- The problem:
Using the data beneath this instruction, retype only the lines from the one that contains "Would you mind pinning the green bee-eater" down to the one that contains "Would you mind pinning the bird's head", both included, exactly as they appear.

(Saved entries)
+===+

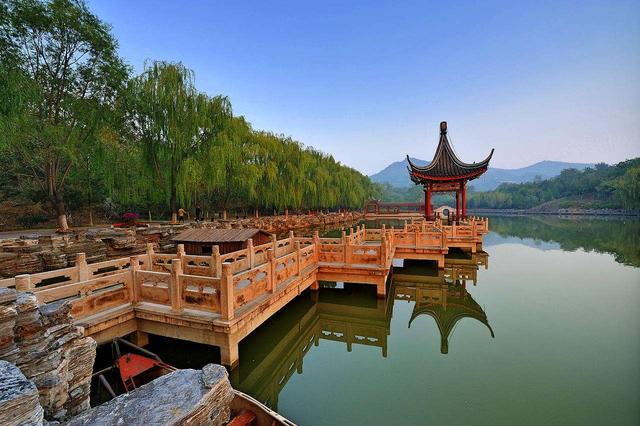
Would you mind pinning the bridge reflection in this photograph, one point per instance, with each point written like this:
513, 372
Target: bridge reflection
353, 315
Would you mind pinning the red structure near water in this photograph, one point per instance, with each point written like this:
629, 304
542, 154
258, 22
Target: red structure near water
446, 173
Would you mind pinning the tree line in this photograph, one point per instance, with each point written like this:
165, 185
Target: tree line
604, 186
78, 129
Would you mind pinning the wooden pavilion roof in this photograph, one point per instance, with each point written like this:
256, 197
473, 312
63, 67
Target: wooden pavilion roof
446, 165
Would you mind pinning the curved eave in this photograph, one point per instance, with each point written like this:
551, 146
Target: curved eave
446, 327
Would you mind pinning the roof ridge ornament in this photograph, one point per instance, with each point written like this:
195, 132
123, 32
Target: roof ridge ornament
446, 166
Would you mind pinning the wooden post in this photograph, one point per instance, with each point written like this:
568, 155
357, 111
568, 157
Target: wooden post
464, 200
271, 257
23, 282
347, 251
250, 253
176, 288
81, 265
226, 293
216, 262
149, 263
133, 289
181, 253
427, 206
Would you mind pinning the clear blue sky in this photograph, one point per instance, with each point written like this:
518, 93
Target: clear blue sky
369, 81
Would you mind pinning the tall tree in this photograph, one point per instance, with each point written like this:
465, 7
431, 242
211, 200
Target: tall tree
173, 121
68, 60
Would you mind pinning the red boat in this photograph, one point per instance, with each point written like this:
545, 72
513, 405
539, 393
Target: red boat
135, 370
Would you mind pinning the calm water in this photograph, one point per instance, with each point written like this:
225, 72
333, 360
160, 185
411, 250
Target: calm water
549, 333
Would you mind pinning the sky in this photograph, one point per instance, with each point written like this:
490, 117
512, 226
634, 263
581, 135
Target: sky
369, 82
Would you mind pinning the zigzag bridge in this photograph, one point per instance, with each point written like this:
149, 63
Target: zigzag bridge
220, 299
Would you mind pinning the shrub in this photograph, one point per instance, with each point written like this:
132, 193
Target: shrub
29, 221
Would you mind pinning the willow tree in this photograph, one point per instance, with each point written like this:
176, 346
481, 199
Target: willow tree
172, 121
69, 61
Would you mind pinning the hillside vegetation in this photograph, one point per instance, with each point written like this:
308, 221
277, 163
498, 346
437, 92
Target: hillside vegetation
78, 130
616, 187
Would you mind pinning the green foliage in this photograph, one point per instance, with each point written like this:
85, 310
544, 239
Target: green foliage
30, 221
77, 130
604, 186
620, 237
61, 73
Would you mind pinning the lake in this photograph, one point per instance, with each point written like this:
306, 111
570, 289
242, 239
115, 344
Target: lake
543, 328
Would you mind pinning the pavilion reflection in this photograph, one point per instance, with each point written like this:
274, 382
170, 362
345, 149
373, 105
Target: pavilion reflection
352, 314
442, 294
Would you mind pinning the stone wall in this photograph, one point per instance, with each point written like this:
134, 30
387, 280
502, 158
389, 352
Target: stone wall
49, 350
46, 253
183, 397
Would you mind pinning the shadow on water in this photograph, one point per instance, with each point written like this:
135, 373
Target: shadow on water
617, 236
351, 314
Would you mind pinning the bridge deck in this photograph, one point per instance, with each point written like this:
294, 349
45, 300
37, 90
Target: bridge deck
220, 299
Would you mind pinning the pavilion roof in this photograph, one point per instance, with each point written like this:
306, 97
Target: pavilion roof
446, 165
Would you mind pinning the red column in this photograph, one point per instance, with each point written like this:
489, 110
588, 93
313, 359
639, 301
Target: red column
464, 200
427, 202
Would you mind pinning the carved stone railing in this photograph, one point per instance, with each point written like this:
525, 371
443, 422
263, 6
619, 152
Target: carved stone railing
222, 284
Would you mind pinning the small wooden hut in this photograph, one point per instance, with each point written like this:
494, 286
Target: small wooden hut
199, 241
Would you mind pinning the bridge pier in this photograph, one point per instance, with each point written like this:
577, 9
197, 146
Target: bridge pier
229, 353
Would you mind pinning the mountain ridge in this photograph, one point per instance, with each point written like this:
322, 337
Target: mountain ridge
396, 173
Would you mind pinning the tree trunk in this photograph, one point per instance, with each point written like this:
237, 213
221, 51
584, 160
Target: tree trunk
172, 204
61, 214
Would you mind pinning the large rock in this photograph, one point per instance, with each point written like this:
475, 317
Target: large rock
18, 398
184, 397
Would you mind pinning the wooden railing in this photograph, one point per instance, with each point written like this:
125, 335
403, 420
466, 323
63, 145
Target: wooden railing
222, 284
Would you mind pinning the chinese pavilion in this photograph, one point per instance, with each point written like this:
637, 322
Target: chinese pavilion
447, 173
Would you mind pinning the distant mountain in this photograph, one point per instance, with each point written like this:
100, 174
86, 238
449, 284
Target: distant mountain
397, 175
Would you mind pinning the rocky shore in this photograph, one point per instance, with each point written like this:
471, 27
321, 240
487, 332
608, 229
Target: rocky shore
28, 255
45, 376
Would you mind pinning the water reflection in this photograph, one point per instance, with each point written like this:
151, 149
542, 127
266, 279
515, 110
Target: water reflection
617, 236
351, 314
441, 294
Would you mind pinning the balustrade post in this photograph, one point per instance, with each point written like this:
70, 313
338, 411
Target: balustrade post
149, 264
226, 293
180, 252
298, 257
216, 262
383, 249
347, 251
133, 288
316, 245
250, 254
81, 266
23, 282
175, 290
271, 256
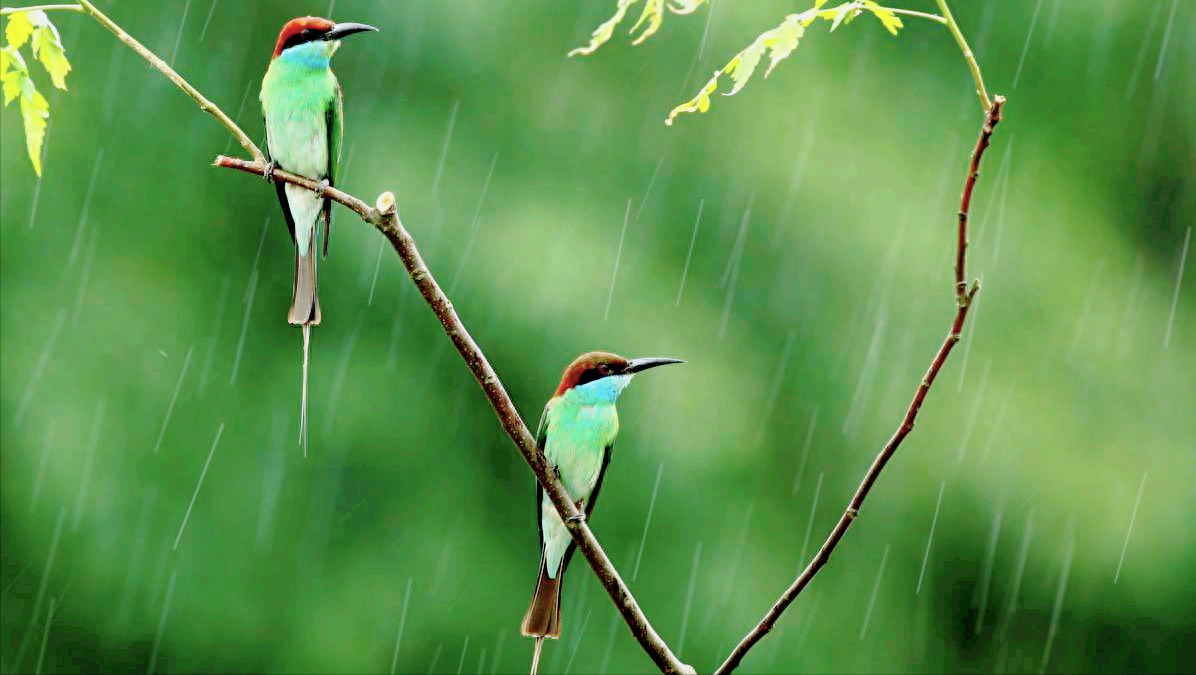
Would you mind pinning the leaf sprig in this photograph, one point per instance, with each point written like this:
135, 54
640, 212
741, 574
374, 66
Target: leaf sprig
779, 43
35, 28
653, 14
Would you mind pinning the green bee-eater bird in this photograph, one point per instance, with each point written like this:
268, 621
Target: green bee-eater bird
575, 433
304, 108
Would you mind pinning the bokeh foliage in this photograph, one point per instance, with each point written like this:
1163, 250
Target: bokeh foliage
849, 159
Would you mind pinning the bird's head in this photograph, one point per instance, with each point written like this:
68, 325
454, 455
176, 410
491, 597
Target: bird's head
602, 376
313, 38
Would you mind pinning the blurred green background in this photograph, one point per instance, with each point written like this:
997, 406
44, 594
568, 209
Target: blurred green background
133, 261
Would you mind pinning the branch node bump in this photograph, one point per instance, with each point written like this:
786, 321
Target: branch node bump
385, 204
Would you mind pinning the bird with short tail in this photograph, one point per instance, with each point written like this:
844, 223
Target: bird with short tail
575, 433
304, 123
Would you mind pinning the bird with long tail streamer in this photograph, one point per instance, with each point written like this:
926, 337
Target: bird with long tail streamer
304, 109
575, 433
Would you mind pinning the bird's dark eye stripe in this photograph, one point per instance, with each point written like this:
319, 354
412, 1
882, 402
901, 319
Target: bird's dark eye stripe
590, 375
304, 36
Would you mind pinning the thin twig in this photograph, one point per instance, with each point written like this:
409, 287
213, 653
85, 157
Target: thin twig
384, 217
853, 509
5, 11
205, 104
968, 54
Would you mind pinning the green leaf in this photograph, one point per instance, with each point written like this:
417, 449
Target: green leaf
48, 49
891, 22
653, 13
690, 6
35, 110
602, 34
651, 18
20, 26
12, 70
700, 103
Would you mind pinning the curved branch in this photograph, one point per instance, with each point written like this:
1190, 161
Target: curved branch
5, 11
384, 217
968, 54
964, 297
205, 104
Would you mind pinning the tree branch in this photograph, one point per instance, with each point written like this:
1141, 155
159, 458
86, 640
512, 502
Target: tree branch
968, 54
963, 300
205, 104
384, 217
5, 11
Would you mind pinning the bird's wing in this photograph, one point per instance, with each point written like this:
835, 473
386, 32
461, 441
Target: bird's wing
541, 439
280, 187
334, 123
602, 474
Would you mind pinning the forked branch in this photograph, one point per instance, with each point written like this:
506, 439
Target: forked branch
964, 297
384, 217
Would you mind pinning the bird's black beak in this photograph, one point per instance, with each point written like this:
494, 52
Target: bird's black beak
345, 30
636, 365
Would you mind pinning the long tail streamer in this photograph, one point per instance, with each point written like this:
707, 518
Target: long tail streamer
303, 403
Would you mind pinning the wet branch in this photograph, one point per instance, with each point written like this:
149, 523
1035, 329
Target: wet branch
964, 297
132, 42
384, 217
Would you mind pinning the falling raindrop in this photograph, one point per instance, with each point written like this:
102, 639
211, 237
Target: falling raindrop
1129, 530
162, 621
463, 649
402, 621
41, 467
41, 588
87, 463
929, 539
618, 255
208, 20
1059, 600
46, 638
689, 255
178, 38
876, 588
1023, 553
170, 408
652, 505
989, 560
1166, 37
739, 551
970, 425
689, 599
86, 206
774, 390
810, 523
194, 494
805, 451
225, 285
648, 190
731, 281
577, 643
444, 152
435, 657
1021, 61
40, 368
473, 227
1175, 297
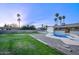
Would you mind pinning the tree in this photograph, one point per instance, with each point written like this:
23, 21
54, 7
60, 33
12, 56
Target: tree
18, 15
32, 27
63, 17
55, 21
23, 27
57, 14
60, 18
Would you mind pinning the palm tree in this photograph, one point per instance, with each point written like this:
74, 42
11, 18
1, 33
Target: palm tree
18, 15
63, 17
57, 14
55, 21
19, 21
60, 18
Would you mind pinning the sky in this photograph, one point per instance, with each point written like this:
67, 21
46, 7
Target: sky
38, 13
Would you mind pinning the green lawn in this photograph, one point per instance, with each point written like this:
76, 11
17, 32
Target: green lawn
23, 44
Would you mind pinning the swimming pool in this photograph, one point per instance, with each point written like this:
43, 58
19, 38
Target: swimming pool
61, 34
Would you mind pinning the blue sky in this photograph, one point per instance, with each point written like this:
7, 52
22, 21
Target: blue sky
38, 13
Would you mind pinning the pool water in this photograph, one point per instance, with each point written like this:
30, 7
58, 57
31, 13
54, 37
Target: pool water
64, 35
61, 34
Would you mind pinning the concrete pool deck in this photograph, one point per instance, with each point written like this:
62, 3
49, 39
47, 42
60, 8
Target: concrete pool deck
70, 41
58, 44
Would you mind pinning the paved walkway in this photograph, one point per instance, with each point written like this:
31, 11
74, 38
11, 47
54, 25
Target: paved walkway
58, 44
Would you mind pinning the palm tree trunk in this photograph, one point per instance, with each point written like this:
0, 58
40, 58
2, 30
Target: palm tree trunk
19, 24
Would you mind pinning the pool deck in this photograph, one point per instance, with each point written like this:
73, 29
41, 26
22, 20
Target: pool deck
58, 44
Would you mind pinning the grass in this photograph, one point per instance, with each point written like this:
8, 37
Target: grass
23, 44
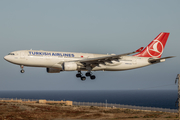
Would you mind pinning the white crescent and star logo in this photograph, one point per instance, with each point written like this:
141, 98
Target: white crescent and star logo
155, 49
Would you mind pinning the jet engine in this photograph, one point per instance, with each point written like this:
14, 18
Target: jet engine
70, 66
53, 70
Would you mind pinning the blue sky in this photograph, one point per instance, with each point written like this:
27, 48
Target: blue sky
90, 26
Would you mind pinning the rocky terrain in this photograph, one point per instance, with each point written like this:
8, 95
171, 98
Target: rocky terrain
37, 111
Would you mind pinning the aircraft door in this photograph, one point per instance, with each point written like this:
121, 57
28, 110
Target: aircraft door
134, 61
22, 55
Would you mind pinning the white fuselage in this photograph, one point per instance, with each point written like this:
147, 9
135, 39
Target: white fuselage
52, 59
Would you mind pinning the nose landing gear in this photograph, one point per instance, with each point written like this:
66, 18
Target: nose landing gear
80, 75
22, 70
89, 74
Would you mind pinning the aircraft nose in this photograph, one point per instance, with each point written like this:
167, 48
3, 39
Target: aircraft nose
6, 58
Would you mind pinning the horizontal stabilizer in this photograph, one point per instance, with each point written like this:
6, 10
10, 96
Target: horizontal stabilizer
151, 60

+===+

- Task result:
Would you mind pinning the green bee-eater bird in this photograph, one point per instance, with each point written like this:
268, 621
Target: green bee-eater bird
575, 433
304, 108
Would you mind pinning the bokeh foliage in this photograph, one point per instance, with each point written like this:
1163, 250
Target: bokeh foliage
849, 159
Would you mind pinning the bird's head in this photograph, one point per instance, with each point written like this:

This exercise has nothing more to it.